**Sayfa Alıntısı:**
##########
Bakınız Kulis: Joker, Anlatılandan Fazlası

Joker, iyi bir film veya gişe rekortmeni bir yapımdan daha fazlasını olmayı başarmış gibi… Yılları aşan bir etkiye sahip olmasını beklediğimiz filmi bakınız yazarları olarak değerlendirdik.

Buğra Mert Alkayalar: Arthouse ile gişe sineması dengeli bir halde birleşince ortaya nasıl bir şaheser çıkacağının cevabı olmuş. Benim için açık ara en iyi çizgi roman uyarlaması. Çizgi romanlardan oldukça farklı olmasının da hiçbir önemi yok. Joker zaten geçmişi belirsiz bir karakterdi her zaman.

Müziklerini yapan Hildur Guðnadóttir’in gerçekten ellerine sağlık. Filmi bambaşka bir yere getiriyor. Karakterin akıl hastalığını, çökmüşlüğünü ve silikliğini yansıtmayı oldukça kuvvetlendiriyor. Filmin başlarında oldukça aptal gözüküyor Arthur fakat sebebini ikinci yarıda anlıyoruz. En azından doğru anladıysam sebebi kullandığı ilaçlar… Bıraktığı anda bütün yozlaşmışlıkların ve sorunların farkına varıyor. Bunları da kendi hasta beyni için bir komedi haline getiriyor.
##########
**Sağlanan Malzeme:**
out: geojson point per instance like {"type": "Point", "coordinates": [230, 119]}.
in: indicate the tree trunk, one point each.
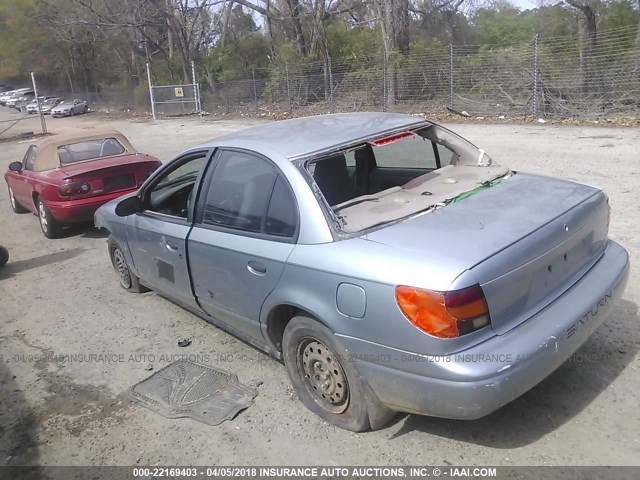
{"type": "Point", "coordinates": [590, 77]}
{"type": "Point", "coordinates": [394, 23]}
{"type": "Point", "coordinates": [294, 9]}
{"type": "Point", "coordinates": [226, 15]}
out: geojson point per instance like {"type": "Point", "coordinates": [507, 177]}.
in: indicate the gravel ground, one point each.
{"type": "Point", "coordinates": [61, 297]}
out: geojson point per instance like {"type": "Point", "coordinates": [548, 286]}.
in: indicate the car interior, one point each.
{"type": "Point", "coordinates": [400, 175]}
{"type": "Point", "coordinates": [172, 193]}
{"type": "Point", "coordinates": [90, 150]}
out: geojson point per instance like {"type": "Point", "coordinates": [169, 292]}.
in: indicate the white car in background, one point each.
{"type": "Point", "coordinates": [4, 98]}
{"type": "Point", "coordinates": [70, 108]}
{"type": "Point", "coordinates": [45, 101]}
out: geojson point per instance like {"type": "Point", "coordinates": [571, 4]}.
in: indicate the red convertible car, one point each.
{"type": "Point", "coordinates": [66, 178]}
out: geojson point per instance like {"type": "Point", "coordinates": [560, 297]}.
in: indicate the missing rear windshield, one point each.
{"type": "Point", "coordinates": [89, 150]}
{"type": "Point", "coordinates": [390, 178]}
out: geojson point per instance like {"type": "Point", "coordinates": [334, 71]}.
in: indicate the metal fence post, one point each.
{"type": "Point", "coordinates": [535, 76]}
{"type": "Point", "coordinates": [226, 97]}
{"type": "Point", "coordinates": [452, 101]}
{"type": "Point", "coordinates": [255, 90]}
{"type": "Point", "coordinates": [196, 89]}
{"type": "Point", "coordinates": [286, 73]}
{"type": "Point", "coordinates": [153, 105]}
{"type": "Point", "coordinates": [330, 85]}
{"type": "Point", "coordinates": [384, 82]}
{"type": "Point", "coordinates": [43, 124]}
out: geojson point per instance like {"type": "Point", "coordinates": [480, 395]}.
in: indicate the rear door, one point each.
{"type": "Point", "coordinates": [157, 236]}
{"type": "Point", "coordinates": [245, 229]}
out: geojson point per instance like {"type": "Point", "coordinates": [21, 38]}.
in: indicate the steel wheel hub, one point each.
{"type": "Point", "coordinates": [324, 376]}
{"type": "Point", "coordinates": [121, 267]}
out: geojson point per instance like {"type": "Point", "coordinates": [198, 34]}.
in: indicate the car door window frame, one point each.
{"type": "Point", "coordinates": [25, 164]}
{"type": "Point", "coordinates": [145, 192]}
{"type": "Point", "coordinates": [207, 184]}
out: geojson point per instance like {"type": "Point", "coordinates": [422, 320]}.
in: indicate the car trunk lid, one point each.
{"type": "Point", "coordinates": [525, 241]}
{"type": "Point", "coordinates": [111, 174]}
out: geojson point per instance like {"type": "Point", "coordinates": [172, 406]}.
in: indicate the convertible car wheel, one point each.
{"type": "Point", "coordinates": [15, 206]}
{"type": "Point", "coordinates": [50, 227]}
{"type": "Point", "coordinates": [128, 280]}
{"type": "Point", "coordinates": [322, 376]}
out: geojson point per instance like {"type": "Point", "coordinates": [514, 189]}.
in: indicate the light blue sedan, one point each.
{"type": "Point", "coordinates": [390, 263]}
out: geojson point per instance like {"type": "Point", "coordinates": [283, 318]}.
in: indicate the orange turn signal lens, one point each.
{"type": "Point", "coordinates": [444, 314]}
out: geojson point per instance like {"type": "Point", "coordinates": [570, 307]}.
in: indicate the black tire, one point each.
{"type": "Point", "coordinates": [49, 225]}
{"type": "Point", "coordinates": [326, 381]}
{"type": "Point", "coordinates": [4, 256]}
{"type": "Point", "coordinates": [128, 281]}
{"type": "Point", "coordinates": [15, 206]}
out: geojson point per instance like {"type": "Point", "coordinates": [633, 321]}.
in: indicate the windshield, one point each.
{"type": "Point", "coordinates": [89, 150]}
{"type": "Point", "coordinates": [399, 175]}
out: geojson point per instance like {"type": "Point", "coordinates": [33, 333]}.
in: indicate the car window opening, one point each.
{"type": "Point", "coordinates": [90, 150]}
{"type": "Point", "coordinates": [400, 175]}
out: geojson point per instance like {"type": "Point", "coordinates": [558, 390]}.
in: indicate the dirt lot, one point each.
{"type": "Point", "coordinates": [61, 297]}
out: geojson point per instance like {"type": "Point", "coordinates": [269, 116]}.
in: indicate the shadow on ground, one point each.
{"type": "Point", "coordinates": [19, 266]}
{"type": "Point", "coordinates": [554, 401]}
{"type": "Point", "coordinates": [18, 426]}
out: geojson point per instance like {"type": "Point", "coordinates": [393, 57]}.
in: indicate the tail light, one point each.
{"type": "Point", "coordinates": [74, 188]}
{"type": "Point", "coordinates": [444, 314]}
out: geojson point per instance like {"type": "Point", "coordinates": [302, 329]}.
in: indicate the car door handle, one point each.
{"type": "Point", "coordinates": [256, 268]}
{"type": "Point", "coordinates": [171, 246]}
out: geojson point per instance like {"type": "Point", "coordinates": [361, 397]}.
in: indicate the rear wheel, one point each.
{"type": "Point", "coordinates": [326, 381]}
{"type": "Point", "coordinates": [49, 225]}
{"type": "Point", "coordinates": [128, 280]}
{"type": "Point", "coordinates": [15, 206]}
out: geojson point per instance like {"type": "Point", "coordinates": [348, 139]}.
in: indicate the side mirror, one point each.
{"type": "Point", "coordinates": [129, 206]}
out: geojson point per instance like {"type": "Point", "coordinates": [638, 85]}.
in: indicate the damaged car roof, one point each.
{"type": "Point", "coordinates": [314, 135]}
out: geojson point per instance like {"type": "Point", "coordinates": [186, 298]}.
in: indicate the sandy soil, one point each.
{"type": "Point", "coordinates": [61, 297]}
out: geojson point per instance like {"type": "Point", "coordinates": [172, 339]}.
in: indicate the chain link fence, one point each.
{"type": "Point", "coordinates": [545, 77]}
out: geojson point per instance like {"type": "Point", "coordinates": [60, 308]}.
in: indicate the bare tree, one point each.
{"type": "Point", "coordinates": [591, 81]}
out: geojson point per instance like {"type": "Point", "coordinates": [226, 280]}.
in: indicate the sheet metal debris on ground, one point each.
{"type": "Point", "coordinates": [189, 389]}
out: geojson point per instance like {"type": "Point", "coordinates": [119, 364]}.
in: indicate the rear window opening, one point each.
{"type": "Point", "coordinates": [90, 150]}
{"type": "Point", "coordinates": [403, 174]}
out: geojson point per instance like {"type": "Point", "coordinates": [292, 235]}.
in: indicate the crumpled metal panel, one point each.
{"type": "Point", "coordinates": [189, 389]}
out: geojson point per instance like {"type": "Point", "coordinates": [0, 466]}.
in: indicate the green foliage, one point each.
{"type": "Point", "coordinates": [344, 43]}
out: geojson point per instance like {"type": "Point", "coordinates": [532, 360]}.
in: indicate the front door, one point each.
{"type": "Point", "coordinates": [244, 232]}
{"type": "Point", "coordinates": [21, 182]}
{"type": "Point", "coordinates": [157, 236]}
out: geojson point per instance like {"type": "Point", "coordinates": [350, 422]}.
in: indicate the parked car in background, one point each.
{"type": "Point", "coordinates": [32, 107]}
{"type": "Point", "coordinates": [70, 108]}
{"type": "Point", "coordinates": [20, 98]}
{"type": "Point", "coordinates": [64, 179]}
{"type": "Point", "coordinates": [391, 263]}
{"type": "Point", "coordinates": [47, 105]}
{"type": "Point", "coordinates": [6, 96]}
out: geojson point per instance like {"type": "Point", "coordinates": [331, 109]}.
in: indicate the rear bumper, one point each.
{"type": "Point", "coordinates": [478, 381]}
{"type": "Point", "coordinates": [76, 211]}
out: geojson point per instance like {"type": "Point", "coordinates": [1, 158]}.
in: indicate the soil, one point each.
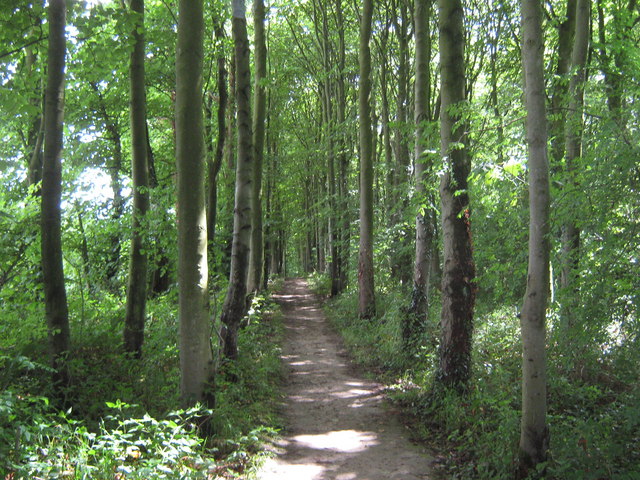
##########
**İstenenler:**
1) Joker filmi üzerine yazıya göre müzikler karakterin hangi özelliklerini yansıtmayı kuvvetlendiriyor? Hepsini sıralayın.
2) Joker filmi üzerine yazıya göre şu ifadeler doğru mu: (a) Buğra Mert Alkayalar filmi en iyi çizgi roman uyarlaması olarak görüyor. (b) Yazar, filmin çizgi romanlardan farklı olmasını önemli bir kusur sayıyor. (c) Filmin müziklerini Hildur Guðnadóttir yapmış. Her birini evet ya da hayır diye yanıtlayın ve yazıdan belirleyici sözleri aynen aktarın.
3) Joker filmi üzerine yazıyı kaldığı yerden sürdürün.

**Çözülmüş Görevler:**
1) Müzikler karakterin akıl hastalığını, çökmüşlüğünü ve silikliğini yansıtmayı kuvvetlendiriyor.

2)
(a) Evet: "Benim için açık ara en iyi çizgi roman uyarlaması."
(b) Hayır: "Çizgi romanlardan oldukça farklı olmasının da hiçbir önemi yok."
(c) Evet: "Müziklerini yapan Hildur Guðnadóttir’in gerçekten ellerine sağlık."

3)
Film gücünü klişelerden alıyor ki bu da çok doğru bir hareket. Klişeler genellikle doğru kullanıldığı sürece başarıyı getiriyor. Senaryo bakımından Geleneksel Hollywood formülüne uygun bir karakter yolculuğunu ve sonundaki değişimi görsel bakımdan Arthouse formülünde görüyoruz.

Deniz Kuş: Tek kelimeyle mükemmel. Taxi Driver, King of Comedy gibi filmlere selam çakmasıyla, 69 ve 71’de New York’ta baş gösteren çöp grevlerine yaptığı göndermelerle, inanılmaz bir Joaquin Phoenix ile 70’lerin Amerikan paranoyalarının başarıyla harmanlandığı bir başyapıt…

Murat Dural: Filmim en çok sevdiğim yanı Joker’in ‘rezil’ hâlinden hem acı bir mizah hem de bir gerilim duygusu çıkarması oldu. Senaryoya dair polisiye mantık hataları kovalayıp ya da boşluk arayıp senaryosu kötü/vasat diyen de oldu ama karakterin hayat-gerçek arasındaki belirsizliği çoğu boşluğu kapatıyordu bence.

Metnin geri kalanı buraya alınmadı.